• **ASSIGNMENT**: Could you copy the records below exactly, keeping none of the images?

++++++

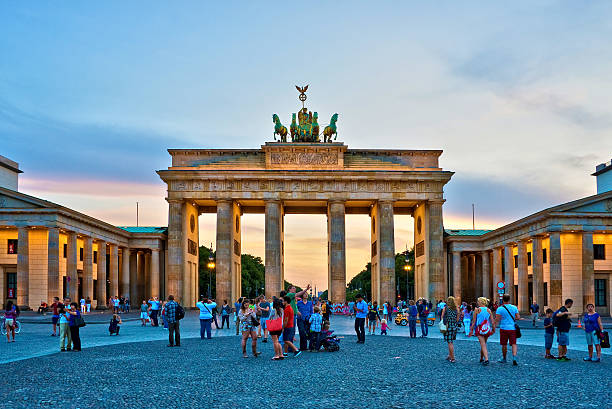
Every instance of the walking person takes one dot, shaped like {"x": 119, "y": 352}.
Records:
{"x": 246, "y": 316}
{"x": 592, "y": 328}
{"x": 413, "y": 312}
{"x": 483, "y": 328}
{"x": 449, "y": 317}
{"x": 506, "y": 317}
{"x": 174, "y": 331}
{"x": 361, "y": 312}
{"x": 206, "y": 307}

++++++

• **REPLY TO THE TASK**:
Every instance of the walking person takes one dot, shaped like {"x": 119, "y": 352}.
Records:
{"x": 246, "y": 316}
{"x": 592, "y": 328}
{"x": 413, "y": 312}
{"x": 483, "y": 328}
{"x": 449, "y": 317}
{"x": 506, "y": 317}
{"x": 174, "y": 331}
{"x": 361, "y": 312}
{"x": 206, "y": 307}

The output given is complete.